**** TEXT SECTION ****

Earlier this week, I interviewed Tim Westergren, the founder of Pandora, the online radio service. Westergren is one of the guys dedicated to redesigning and monetizing a new delivery system for music to an expanding audience. Journalism has been severely wounded by the loss of its major revenue stream -- classified ads -- and the eroding faith that we still believe, like Gene Kelly in Inherit the Wind, that we are duty-bound to afflict the comfortable and comfort the afflicted. But we also need our own Tim Westergren to rise out of the ashes with a unique delivery system for our best investigative reporting.

SPURGEON: I liked your piece in that early issue of The Escapist. Have you done a lot of fiction writing, a lot of writing that's essentially comedic like that? Were you a fan of the Chabon book?

DUIN: I'm more comfortable with the non-fiction essay than I am with the novel. While I've now sold six books, I haven't found a buyer for either of my two novels. As one of those novels is entitled Action 1, and deals with the murders of several Portland-area comic collectors, that may not be a bad thing.

I was a huge fan of Kavalier & Clay, less so The Escapist. When Diana Schutz at Dark Horse asked me to do that collecting riff, however, the source material in Chabon's novel was so rich that I had a blast doing it.

image

SPURGEON: Tell me about Oil and Water, why you thought this would work in comics form and, if there's a story to tell, how it ended up at Fantagraphics. It seems noteworthy to me that you'd see this story in comics form, particularly in that I'm not sure you have comics writing credits.

DUIN: In the months following the Deepwater Horizon spill, a guy named Mike Rosen -- who worked for the city's Bureau of Environmental Services -- assembled a group of 22 Oregonians and arranged for them to spend 10 days on the Gulf Coast and "bear witness" -- whatever that means -- to how locals were coping with that man-made environmental disaster. Rosen invited a videographer along to produce a documentary on the trip, and he asked Shannon Wheeler and me to join the troupe because he believed we could somehow collaborate on a graphic novel.

I thought Rosen was nuts. And I made clear that while I was covering the PDX 2 Gulf Coast odyssey for The Oregonian, I wasn't signing on for the graphic novel. Weeks after I returned from the Gulf, I had no vision for how to construct a narrative about the trip... until I wrote the opening vignette on Jack Jambon, the 73-year-old Cajon proprietor of "Daddy's Money," a Grand Isle bar.

"Rewrote," actually, because I'd earlier blogged on Jambon, as indelible a character as you might find in Louisiana. Because tar balls had replaced the tourists on the beach at Grand Isle, his bar was deserted that summer. So, Jambon adapted. He brought in a half-dozen strippers from Slidell, dipped them in Johnson's Baby Oil and set them to wrestling. When I figured out that kicker for that scene -- "You think oil is the problem? You ain't from around here. Oil is the solution" -- the shape of the book began to come together.

**** INFORMATION GIVEN ****

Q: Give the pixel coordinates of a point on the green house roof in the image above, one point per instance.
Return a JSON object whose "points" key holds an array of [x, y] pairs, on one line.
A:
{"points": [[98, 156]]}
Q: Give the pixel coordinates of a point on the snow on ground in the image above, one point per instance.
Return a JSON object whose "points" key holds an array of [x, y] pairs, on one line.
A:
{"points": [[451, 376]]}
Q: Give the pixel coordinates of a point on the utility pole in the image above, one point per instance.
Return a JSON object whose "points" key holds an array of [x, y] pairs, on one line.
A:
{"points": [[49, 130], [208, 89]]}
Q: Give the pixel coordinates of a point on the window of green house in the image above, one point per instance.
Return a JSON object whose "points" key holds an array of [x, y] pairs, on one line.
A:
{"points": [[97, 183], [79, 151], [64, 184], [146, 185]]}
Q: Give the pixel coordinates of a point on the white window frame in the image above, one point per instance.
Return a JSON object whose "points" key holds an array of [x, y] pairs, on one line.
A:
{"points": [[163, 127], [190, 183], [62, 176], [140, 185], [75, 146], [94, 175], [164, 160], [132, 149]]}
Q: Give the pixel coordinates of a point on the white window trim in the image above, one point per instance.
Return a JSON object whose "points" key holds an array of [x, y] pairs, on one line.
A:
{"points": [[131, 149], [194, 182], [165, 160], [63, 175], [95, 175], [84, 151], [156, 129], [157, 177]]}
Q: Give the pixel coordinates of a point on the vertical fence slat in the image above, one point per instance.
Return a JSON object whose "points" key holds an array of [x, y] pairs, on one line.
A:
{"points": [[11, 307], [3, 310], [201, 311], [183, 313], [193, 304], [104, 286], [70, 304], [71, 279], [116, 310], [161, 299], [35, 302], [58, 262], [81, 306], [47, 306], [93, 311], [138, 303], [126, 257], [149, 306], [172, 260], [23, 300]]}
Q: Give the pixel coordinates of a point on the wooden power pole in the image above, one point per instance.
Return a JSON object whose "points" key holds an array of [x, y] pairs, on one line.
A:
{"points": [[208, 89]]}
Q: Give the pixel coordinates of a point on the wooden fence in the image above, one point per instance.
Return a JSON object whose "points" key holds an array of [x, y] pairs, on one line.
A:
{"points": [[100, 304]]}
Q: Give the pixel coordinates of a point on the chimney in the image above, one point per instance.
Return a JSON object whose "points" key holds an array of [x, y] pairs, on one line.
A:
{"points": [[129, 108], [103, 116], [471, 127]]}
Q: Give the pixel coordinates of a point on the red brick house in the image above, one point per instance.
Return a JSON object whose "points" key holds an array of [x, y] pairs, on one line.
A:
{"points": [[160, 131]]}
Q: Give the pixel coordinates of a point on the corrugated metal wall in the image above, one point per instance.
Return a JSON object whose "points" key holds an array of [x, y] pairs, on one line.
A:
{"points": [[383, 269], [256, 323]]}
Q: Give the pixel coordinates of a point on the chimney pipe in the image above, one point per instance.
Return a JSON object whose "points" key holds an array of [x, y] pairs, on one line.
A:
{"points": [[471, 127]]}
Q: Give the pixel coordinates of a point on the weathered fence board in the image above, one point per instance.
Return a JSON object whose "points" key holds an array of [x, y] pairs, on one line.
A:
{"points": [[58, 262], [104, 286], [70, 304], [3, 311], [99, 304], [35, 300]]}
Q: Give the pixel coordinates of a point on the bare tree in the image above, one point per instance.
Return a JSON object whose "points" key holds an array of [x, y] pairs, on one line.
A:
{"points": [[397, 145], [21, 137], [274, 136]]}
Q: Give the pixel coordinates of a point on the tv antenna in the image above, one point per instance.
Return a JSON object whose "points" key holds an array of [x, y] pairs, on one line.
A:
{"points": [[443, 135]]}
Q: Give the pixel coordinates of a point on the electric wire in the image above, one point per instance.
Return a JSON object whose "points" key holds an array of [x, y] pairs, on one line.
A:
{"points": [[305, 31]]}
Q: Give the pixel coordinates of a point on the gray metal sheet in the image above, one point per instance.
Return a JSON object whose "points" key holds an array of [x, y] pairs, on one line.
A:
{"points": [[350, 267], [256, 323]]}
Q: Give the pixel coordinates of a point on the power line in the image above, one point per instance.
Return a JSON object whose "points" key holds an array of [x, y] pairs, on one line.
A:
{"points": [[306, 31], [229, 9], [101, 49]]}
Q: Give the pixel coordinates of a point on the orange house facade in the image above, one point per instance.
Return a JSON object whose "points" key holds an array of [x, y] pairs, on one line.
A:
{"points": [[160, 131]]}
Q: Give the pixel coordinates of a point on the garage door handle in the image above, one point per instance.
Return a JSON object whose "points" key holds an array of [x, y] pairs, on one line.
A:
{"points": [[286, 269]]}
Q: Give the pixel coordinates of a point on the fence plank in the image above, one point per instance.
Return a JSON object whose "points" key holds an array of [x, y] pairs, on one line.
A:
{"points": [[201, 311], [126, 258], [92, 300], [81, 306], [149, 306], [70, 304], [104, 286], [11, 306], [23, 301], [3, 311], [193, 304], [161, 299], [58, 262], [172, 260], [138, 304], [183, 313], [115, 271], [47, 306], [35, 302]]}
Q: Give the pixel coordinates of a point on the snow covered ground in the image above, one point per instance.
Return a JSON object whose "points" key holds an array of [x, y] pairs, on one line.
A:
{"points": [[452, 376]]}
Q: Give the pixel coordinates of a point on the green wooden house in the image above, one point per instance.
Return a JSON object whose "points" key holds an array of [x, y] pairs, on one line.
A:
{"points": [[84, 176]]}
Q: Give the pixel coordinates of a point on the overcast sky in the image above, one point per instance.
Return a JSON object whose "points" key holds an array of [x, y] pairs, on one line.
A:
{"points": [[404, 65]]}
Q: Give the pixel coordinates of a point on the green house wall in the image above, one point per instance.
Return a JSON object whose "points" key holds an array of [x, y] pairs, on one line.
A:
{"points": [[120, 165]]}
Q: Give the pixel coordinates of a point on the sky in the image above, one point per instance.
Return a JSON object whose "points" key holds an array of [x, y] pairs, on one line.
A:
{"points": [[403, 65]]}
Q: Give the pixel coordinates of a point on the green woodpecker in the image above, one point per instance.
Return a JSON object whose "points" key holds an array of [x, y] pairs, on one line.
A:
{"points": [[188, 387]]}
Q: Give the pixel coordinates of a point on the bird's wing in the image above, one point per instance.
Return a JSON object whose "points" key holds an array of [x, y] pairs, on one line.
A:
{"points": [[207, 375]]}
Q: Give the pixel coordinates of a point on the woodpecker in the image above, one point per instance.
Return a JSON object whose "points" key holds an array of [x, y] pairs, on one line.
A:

****

#### TASK SET
1/ In the interview about Oil and Water, how many Oregonians did Mike Rosen assemble for the Gulf Coast trip?
2/ Please continue the interview about Oil and Water from its last sentence.
The lines aren't needed for any task.

#### ANSWERS PER TASK
1/ 22

2/
Fantagraphics is the only publisher we approached. I'm a fan of Eric Reynolds, the Fantagraphics catalogue and their design team. I think they took a chance with us, and I'm still thanking them for it.

image

SPURGEON: Had you known Shannon before working together? He's an interesting Portland-area figure, I think. What do you think of his work generally? What suggested he would be a good partner for this book, considering it's kind of outside his perceived range of interests?

DUIN: Shannon is a trip. Before heading to the Gulf, I don't think he and I talked since April 2008, when he invited me to the revival -- or "refill" -- of the Too Much Coffee Man Opera, and I panned the sucker. ("Let's put the latest incarnation of Too Much Coffee Man Opera in terms all Portland coffee lovers will understand: It's Starbucks, not Stumptown. And that ain't good.")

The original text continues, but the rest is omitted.